Write the data out again exactly, with no pictures.

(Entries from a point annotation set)
"""
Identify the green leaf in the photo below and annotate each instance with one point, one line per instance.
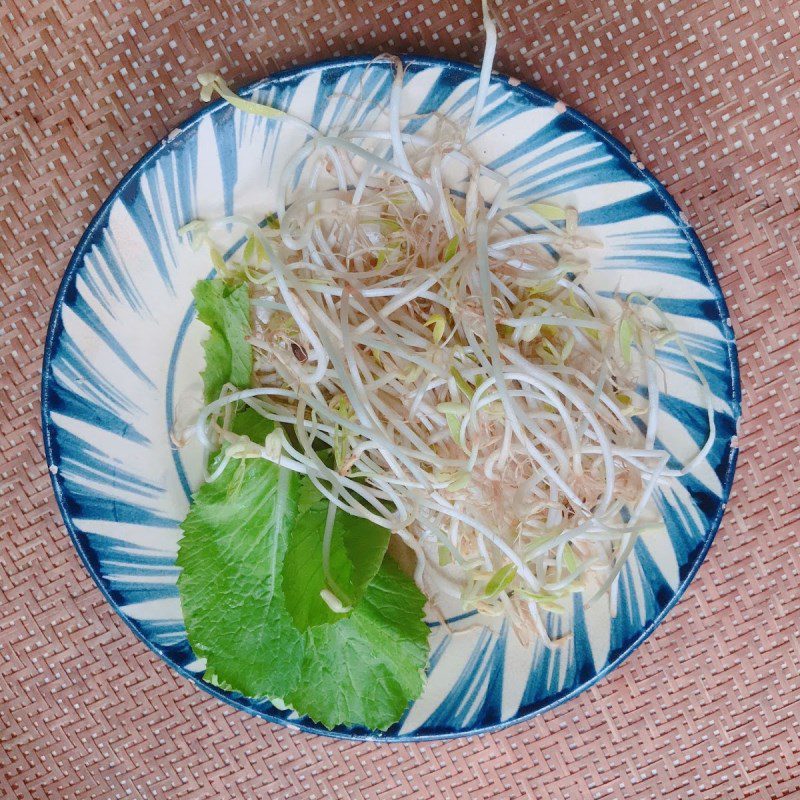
(235, 538)
(247, 422)
(356, 551)
(365, 669)
(229, 358)
(500, 580)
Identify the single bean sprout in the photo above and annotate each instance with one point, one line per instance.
(470, 391)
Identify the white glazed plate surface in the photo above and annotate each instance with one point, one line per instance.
(124, 349)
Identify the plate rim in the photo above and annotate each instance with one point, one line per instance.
(182, 129)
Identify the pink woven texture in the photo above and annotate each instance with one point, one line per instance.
(707, 94)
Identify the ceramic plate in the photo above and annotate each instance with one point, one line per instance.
(124, 350)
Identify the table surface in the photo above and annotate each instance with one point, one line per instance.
(707, 94)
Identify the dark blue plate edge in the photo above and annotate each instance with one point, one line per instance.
(100, 219)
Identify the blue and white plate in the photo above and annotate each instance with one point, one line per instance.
(124, 352)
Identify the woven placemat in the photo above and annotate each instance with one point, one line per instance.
(707, 95)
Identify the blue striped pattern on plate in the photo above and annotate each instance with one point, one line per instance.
(124, 352)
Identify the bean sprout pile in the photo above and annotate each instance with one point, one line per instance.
(438, 366)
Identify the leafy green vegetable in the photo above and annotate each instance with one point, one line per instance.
(364, 670)
(229, 358)
(252, 579)
(357, 549)
(235, 538)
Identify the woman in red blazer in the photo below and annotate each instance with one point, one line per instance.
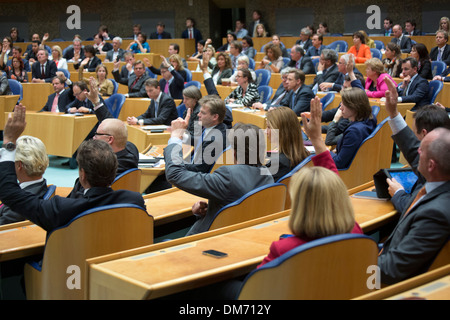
(320, 203)
(359, 48)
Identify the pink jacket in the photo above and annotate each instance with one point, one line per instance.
(381, 86)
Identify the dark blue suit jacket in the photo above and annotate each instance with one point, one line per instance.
(417, 92)
(167, 111)
(352, 137)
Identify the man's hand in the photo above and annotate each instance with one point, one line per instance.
(200, 208)
(15, 125)
(393, 186)
(391, 98)
(178, 126)
(312, 123)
"""
**EXERCISE ANSWER**
Identify the green leaf in the photo below and annotate each instance with one point, one line per instance.
(235, 538)
(247, 422)
(356, 551)
(365, 669)
(229, 358)
(500, 580)
Identify the single bean sprout in the photo above and annotate each instance with one point, one line per instance.
(470, 391)
Identify the white glazed plate surface in the photo above and annotate each instance with one point, one line per instance.
(124, 349)
Identify the plate rim in the photo above and annotate each instance with one point, one line per instance.
(182, 129)
Identify the pink woven texture in the photo above and annotate each instance with one point, one line per instance.
(707, 94)
Identify the ceramic plate in the photo above and annotate each instance with one point, one line per instance.
(124, 350)
Identify the table surface in the photo above and annotate each instance with one point, one line per instance.
(707, 94)
Identify the dark blue plate edge in the photo above and annotate each instance with one point, one line per instance.
(100, 219)
Identify the blue and white plate in the photo above and annotate each instance with one point, one line per instance.
(124, 352)
Identify the woven placemat in the photo above and annotate each instance with one point, one line per instance.
(707, 95)
Identify the blue striped pattern on plate in the photo above and annotate each instance with one point, one line per instance.
(124, 352)
Identify the bean sprout pile in the photo above and annotate each instance with one point, one line per instance.
(438, 366)
Identify the leafy green vegetable in the photo above and annotate each instance with one point, one line per instance.
(364, 670)
(229, 358)
(252, 579)
(357, 549)
(235, 538)
Identify the woman in red blazer in the photo below and annotate each instance with one point, one line per instance.
(320, 203)
(359, 48)
Identify the pink jacket in the photo above and annotate each instance with one point, one line per instance.
(381, 86)
Identify the dark blue suit jacket in the photo above and annotate each instance with one point, one line per instance.
(417, 92)
(167, 111)
(352, 137)
Identify the man's hand in the photo above and annotate each instance with one point, one line per instance.
(200, 208)
(15, 125)
(393, 186)
(391, 98)
(178, 126)
(312, 123)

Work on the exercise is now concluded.